=== Selected text ===

= Pietro Capodieci =

Italian musician and violin maker

Pietro Capodieci (born 28 August 1933) is an Italian musician and violin maker based in Rome.
==Biography==
Born in Rome to a musical family, Pietro Capodieci studied the trumpet with Reginaldo Caffarelli at the Conservatoire Santa Cecilia of Rome. He subsequently studied the double bass with Tito Bartoli, receiving advice and support from Giuseppe Selmi and Massimo Amfiteatrof. Pietro Capodieci had a first career as a recording artist at the historical Cinecittà studios, participating in movie soundtracks such as Fellini's “La dolce vita”, Bolognini's “Bad Girls Don't Cry”, Wyler's “Roman Holiday” and Cohn's “Seven Hills of Rome”. In 1971 he joined the orchestra of the Teatro dell'Opera in Rome as a member of the double bass section. In parallel with his career as a performer, Pietro Capodieci is a prolific builder of stringed musical instruments. His passion for violin making dates back from childhood when his father, the violinist Francesco Capodieci, took him to the workshop of Rodolfo Fredi. Having received his first tuition from the eminent violin maker, he subsequently mastered the complete process of violin making and varnishing.

=== Records ===

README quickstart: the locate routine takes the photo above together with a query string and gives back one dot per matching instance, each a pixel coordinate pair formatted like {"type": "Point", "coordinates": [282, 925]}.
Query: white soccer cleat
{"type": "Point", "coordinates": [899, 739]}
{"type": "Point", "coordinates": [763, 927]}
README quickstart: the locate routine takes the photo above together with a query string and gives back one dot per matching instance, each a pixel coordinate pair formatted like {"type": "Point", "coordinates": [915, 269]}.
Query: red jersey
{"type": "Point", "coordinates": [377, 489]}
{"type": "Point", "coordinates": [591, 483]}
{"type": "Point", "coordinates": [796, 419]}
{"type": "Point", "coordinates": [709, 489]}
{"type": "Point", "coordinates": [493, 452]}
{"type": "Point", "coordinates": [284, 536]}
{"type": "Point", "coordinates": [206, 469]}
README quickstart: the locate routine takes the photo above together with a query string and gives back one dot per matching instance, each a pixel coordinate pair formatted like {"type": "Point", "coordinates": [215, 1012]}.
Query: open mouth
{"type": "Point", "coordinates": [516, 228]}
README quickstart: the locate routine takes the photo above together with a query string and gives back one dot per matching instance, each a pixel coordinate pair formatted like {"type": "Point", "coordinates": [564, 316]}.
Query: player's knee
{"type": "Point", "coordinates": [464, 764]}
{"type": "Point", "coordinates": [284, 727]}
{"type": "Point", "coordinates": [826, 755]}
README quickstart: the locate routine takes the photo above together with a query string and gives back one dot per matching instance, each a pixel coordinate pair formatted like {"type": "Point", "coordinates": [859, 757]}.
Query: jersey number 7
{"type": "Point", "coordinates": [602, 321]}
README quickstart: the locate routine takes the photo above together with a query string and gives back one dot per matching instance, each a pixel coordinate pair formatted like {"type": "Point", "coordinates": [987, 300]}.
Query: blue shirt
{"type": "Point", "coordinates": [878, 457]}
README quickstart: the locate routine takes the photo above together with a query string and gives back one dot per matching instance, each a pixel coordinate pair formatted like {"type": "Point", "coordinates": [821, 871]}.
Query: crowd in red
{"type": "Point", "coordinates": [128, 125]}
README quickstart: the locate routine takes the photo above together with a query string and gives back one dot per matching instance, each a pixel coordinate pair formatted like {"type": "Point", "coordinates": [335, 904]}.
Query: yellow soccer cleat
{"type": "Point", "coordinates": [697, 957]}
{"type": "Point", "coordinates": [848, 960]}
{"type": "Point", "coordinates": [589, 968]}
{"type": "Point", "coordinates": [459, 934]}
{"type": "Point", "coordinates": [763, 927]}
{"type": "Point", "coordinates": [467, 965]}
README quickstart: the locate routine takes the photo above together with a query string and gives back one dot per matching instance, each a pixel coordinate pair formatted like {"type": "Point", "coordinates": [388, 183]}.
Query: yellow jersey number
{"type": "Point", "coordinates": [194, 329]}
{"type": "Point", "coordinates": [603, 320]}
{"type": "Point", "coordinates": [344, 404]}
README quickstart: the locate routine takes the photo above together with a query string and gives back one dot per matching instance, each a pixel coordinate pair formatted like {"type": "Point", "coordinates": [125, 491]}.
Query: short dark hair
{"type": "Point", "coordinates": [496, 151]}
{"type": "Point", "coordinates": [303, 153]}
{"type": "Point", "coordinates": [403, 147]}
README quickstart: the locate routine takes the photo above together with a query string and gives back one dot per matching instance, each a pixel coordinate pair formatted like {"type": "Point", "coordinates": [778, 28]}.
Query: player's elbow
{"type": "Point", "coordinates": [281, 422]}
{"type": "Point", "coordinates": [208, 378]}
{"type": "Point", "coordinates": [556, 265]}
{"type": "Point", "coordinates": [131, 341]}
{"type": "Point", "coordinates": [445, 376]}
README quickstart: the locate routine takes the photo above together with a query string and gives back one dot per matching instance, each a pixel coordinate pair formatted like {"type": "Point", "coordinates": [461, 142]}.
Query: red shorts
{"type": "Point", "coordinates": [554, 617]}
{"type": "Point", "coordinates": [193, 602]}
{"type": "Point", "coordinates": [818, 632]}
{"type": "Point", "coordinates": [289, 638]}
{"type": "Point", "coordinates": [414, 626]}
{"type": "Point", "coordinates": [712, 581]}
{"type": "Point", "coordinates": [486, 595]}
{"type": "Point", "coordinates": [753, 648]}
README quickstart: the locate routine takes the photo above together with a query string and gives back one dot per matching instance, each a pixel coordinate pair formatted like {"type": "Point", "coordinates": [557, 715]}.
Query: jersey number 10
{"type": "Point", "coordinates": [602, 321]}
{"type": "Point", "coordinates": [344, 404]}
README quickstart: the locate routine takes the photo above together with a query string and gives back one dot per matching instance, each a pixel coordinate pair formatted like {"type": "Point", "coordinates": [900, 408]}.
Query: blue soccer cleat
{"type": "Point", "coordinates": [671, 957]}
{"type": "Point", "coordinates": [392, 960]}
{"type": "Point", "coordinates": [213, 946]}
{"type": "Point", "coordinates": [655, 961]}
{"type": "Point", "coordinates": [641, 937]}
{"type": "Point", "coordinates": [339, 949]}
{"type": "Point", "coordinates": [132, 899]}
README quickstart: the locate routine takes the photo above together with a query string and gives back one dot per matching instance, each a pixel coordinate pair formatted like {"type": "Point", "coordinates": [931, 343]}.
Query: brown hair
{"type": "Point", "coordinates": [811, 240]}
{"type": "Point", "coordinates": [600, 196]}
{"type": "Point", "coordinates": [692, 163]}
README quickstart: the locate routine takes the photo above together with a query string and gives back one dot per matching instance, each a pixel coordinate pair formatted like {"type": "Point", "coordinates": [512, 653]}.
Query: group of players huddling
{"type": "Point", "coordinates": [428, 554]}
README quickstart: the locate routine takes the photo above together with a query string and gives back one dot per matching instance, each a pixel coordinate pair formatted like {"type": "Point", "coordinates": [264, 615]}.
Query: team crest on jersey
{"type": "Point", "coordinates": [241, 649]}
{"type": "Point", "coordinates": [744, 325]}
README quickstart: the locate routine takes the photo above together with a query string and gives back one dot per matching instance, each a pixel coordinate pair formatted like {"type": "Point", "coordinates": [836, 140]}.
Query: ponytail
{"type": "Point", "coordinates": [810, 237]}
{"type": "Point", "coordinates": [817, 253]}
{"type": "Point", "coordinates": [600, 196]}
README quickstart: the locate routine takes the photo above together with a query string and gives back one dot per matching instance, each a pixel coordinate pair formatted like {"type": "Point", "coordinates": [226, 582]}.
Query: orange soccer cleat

===

### Written tasks
1. According to the Pietro Capodieci article, in what year did he join the orchestra of the Teatro dell'Opera in Rome?
2. Render this sentence from the Pietro Capodieci article in Spanish: "In 1971 he joined the orchestra of the Teatro dell'Opera in Rome as a member of the double bass section."
3. Proceed with the Pietro Capodieci article, picking up right after its last sentence.

### Outputs
1. 1971

2. En 1971 se incorporó a la orquesta del Teatro dell'Opera de Roma como miembro de la sección de contrabajos.

3.
==Special performing techniques==
As a performer on the double bass and the cello, Pietro Capodieci has developed to an astonishing degree the technique of parlato playing. His unique ability to convey the sound of words and phrases with his bow (notably the famous Paganinian ‘buona sera’) has made him a household name in Italy.

==Instruments==
Pietro Capodieci's production includes violins, violas, cellos and double basses. He uses woods of the highest quality, in particular the rare and sought-after “Birdseye Maple”.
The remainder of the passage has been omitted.